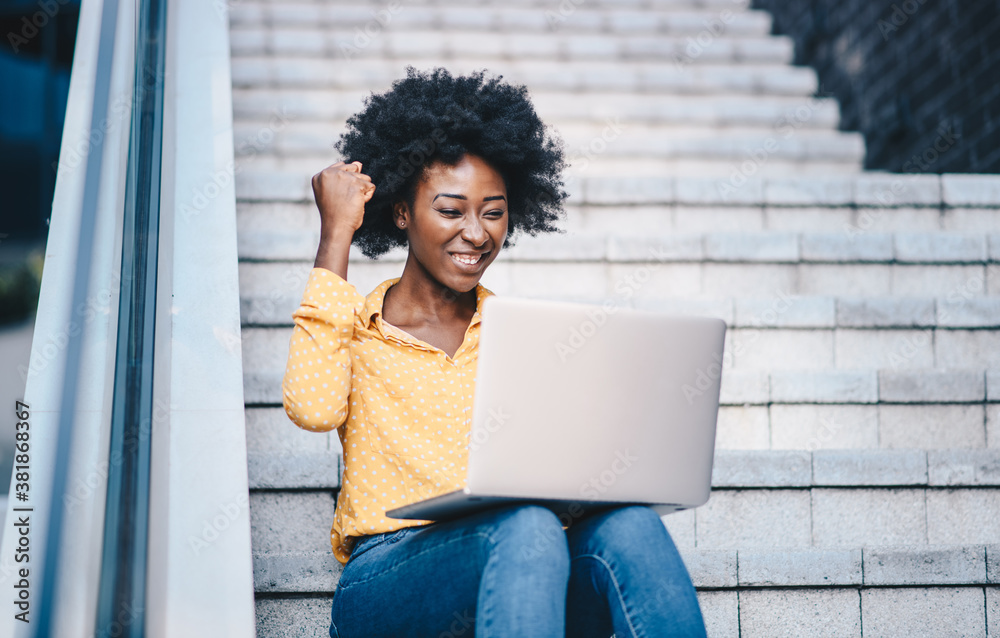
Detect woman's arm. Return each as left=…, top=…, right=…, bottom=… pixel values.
left=281, top=161, right=374, bottom=432
left=281, top=268, right=366, bottom=432
left=310, top=159, right=374, bottom=281
left=314, top=225, right=354, bottom=281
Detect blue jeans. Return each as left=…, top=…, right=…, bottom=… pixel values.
left=329, top=504, right=707, bottom=638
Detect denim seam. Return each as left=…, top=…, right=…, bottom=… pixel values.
left=476, top=532, right=501, bottom=638
left=339, top=530, right=492, bottom=591
left=348, top=528, right=406, bottom=561
left=573, top=553, right=640, bottom=638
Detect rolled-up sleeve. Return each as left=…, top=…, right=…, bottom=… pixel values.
left=281, top=267, right=366, bottom=432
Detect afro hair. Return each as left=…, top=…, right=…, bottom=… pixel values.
left=333, top=65, right=570, bottom=259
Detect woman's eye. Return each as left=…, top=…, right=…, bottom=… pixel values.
left=437, top=209, right=505, bottom=217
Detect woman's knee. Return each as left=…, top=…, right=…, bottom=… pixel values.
left=488, top=504, right=570, bottom=568
left=571, top=505, right=674, bottom=556
left=601, top=504, right=665, bottom=534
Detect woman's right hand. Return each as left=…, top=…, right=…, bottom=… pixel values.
left=311, top=160, right=376, bottom=234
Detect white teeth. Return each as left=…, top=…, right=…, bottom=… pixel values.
left=453, top=254, right=480, bottom=265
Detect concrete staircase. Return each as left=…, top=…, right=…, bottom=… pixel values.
left=230, top=1, right=1000, bottom=635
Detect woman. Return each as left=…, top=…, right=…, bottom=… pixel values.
left=282, top=65, right=706, bottom=638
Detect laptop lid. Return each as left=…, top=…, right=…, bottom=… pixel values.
left=465, top=296, right=726, bottom=510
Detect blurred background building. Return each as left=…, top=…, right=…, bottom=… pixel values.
left=755, top=0, right=1000, bottom=173
left=0, top=0, right=80, bottom=504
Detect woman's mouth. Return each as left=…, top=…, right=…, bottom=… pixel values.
left=450, top=251, right=488, bottom=271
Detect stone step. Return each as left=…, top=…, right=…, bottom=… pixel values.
left=234, top=202, right=1000, bottom=261
left=235, top=228, right=1000, bottom=266
left=240, top=0, right=748, bottom=7
left=248, top=486, right=1000, bottom=559
left=229, top=29, right=793, bottom=64
left=242, top=312, right=1000, bottom=381
left=252, top=372, right=999, bottom=440
left=712, top=449, right=1000, bottom=487
left=238, top=264, right=1000, bottom=330
left=231, top=122, right=863, bottom=162
left=235, top=263, right=1000, bottom=319
left=722, top=586, right=998, bottom=638
left=245, top=401, right=1000, bottom=487
left=250, top=388, right=999, bottom=454
left=232, top=172, right=1000, bottom=206
left=231, top=89, right=845, bottom=129
left=232, top=155, right=865, bottom=187
left=244, top=333, right=999, bottom=403
left=248, top=451, right=340, bottom=490
left=246, top=406, right=342, bottom=489
left=233, top=157, right=862, bottom=186
left=451, top=261, right=998, bottom=299
left=255, top=596, right=333, bottom=638
left=230, top=58, right=819, bottom=96
left=724, top=368, right=999, bottom=406
left=254, top=551, right=343, bottom=594
left=230, top=4, right=774, bottom=36
left=254, top=585, right=1000, bottom=638
left=692, top=488, right=1000, bottom=550
left=717, top=399, right=998, bottom=450
left=251, top=544, right=999, bottom=594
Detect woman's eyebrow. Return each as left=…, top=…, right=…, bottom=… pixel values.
left=432, top=193, right=507, bottom=203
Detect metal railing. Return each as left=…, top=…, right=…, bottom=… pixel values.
left=0, top=0, right=255, bottom=635
left=92, top=0, right=165, bottom=634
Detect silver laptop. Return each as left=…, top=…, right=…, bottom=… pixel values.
left=385, top=294, right=726, bottom=522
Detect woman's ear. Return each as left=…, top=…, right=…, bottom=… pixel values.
left=392, top=201, right=408, bottom=229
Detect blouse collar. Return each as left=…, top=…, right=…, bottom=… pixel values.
left=361, top=277, right=495, bottom=333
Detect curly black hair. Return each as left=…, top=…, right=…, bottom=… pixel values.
left=333, top=65, right=570, bottom=259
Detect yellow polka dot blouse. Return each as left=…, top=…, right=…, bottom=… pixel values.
left=282, top=267, right=495, bottom=564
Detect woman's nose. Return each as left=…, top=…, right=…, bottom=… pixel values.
left=460, top=215, right=489, bottom=247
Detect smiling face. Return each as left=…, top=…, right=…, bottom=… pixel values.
left=392, top=153, right=509, bottom=295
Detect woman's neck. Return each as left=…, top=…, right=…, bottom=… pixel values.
left=382, top=268, right=477, bottom=328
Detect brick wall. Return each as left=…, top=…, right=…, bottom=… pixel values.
left=752, top=0, right=1000, bottom=173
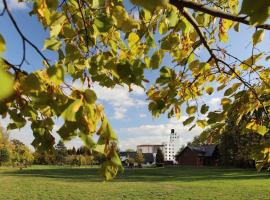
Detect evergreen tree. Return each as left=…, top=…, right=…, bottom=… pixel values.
left=55, top=140, right=68, bottom=165
left=156, top=148, right=164, bottom=167
left=0, top=145, right=9, bottom=166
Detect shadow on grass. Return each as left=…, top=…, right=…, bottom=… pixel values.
left=1, top=166, right=269, bottom=183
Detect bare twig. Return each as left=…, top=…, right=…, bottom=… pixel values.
left=2, top=0, right=51, bottom=67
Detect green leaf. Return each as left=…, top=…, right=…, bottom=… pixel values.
left=167, top=8, right=179, bottom=27
left=150, top=50, right=163, bottom=69
left=101, top=160, right=118, bottom=181
left=183, top=116, right=195, bottom=126
left=0, top=34, right=6, bottom=53
left=0, top=69, right=13, bottom=100
left=50, top=14, right=66, bottom=37
left=47, top=64, right=64, bottom=85
left=207, top=112, right=225, bottom=124
left=23, top=73, right=42, bottom=92
left=61, top=99, right=82, bottom=122
left=130, top=0, right=168, bottom=12
left=200, top=104, right=209, bottom=115
left=224, top=83, right=242, bottom=96
left=84, top=89, right=97, bottom=104
left=240, top=0, right=270, bottom=25
left=44, top=37, right=62, bottom=51
left=257, top=125, right=268, bottom=136
left=186, top=106, right=197, bottom=115
left=92, top=0, right=105, bottom=8
left=252, top=30, right=264, bottom=46
left=94, top=15, right=113, bottom=33
left=57, top=122, right=78, bottom=140
left=79, top=132, right=96, bottom=149
left=97, top=116, right=118, bottom=141
left=158, top=20, right=168, bottom=35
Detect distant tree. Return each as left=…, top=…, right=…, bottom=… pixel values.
left=135, top=151, right=144, bottom=168
left=0, top=145, right=9, bottom=166
left=11, top=140, right=33, bottom=168
left=55, top=140, right=68, bottom=165
left=77, top=146, right=91, bottom=156
left=71, top=147, right=76, bottom=155
left=126, top=157, right=135, bottom=168
left=156, top=148, right=164, bottom=167
left=126, top=149, right=135, bottom=152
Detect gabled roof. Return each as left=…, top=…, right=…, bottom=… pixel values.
left=188, top=144, right=217, bottom=157
left=119, top=151, right=137, bottom=158
left=176, top=144, right=217, bottom=159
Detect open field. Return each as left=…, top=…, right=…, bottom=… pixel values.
left=0, top=165, right=270, bottom=200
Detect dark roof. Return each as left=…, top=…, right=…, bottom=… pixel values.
left=119, top=151, right=137, bottom=158
left=188, top=144, right=217, bottom=157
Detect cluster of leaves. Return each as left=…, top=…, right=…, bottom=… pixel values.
left=0, top=0, right=270, bottom=178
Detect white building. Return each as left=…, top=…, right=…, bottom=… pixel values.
left=137, top=144, right=164, bottom=154
left=163, top=129, right=182, bottom=162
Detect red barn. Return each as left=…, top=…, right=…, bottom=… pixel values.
left=176, top=145, right=219, bottom=166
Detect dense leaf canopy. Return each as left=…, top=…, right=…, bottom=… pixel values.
left=0, top=0, right=270, bottom=179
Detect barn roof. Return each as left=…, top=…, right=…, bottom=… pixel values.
left=188, top=144, right=217, bottom=157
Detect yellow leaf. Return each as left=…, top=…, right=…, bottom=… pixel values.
left=186, top=106, right=197, bottom=115
left=0, top=69, right=14, bottom=100
left=0, top=34, right=6, bottom=53
left=128, top=32, right=140, bottom=48
left=205, top=86, right=214, bottom=95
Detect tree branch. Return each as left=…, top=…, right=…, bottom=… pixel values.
left=3, top=0, right=51, bottom=67
left=76, top=0, right=90, bottom=56
left=170, top=0, right=270, bottom=30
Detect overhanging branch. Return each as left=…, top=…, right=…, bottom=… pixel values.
left=170, top=0, right=270, bottom=30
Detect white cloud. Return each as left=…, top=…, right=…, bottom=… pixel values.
left=209, top=97, right=221, bottom=110
left=118, top=117, right=202, bottom=151
left=93, top=84, right=146, bottom=120
left=3, top=0, right=28, bottom=10
left=139, top=114, right=147, bottom=118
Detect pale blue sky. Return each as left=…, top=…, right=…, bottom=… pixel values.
left=0, top=0, right=269, bottom=150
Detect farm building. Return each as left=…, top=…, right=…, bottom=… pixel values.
left=176, top=144, right=219, bottom=166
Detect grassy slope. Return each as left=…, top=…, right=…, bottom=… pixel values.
left=0, top=166, right=270, bottom=200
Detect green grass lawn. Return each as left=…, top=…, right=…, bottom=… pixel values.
left=0, top=165, right=269, bottom=200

........

:: Instructions to follow ::
All lines from the one that holds "Detect pale blue" through the end of the material, both ends included, should be restated exactly.

:: Response to the task ::
Detect pale blue sky. Return each as left=…, top=…, right=…, bottom=… pixel values.
left=0, top=0, right=269, bottom=150
Detect farm building. Return each as left=…, top=…, right=…, bottom=… pixel values.
left=176, top=144, right=219, bottom=166
Detect grassy slope. Return each as left=…, top=…, right=…, bottom=… pixel values.
left=0, top=166, right=270, bottom=200
Detect green grass lawn. Return each as left=…, top=…, right=…, bottom=… pixel values.
left=0, top=165, right=269, bottom=200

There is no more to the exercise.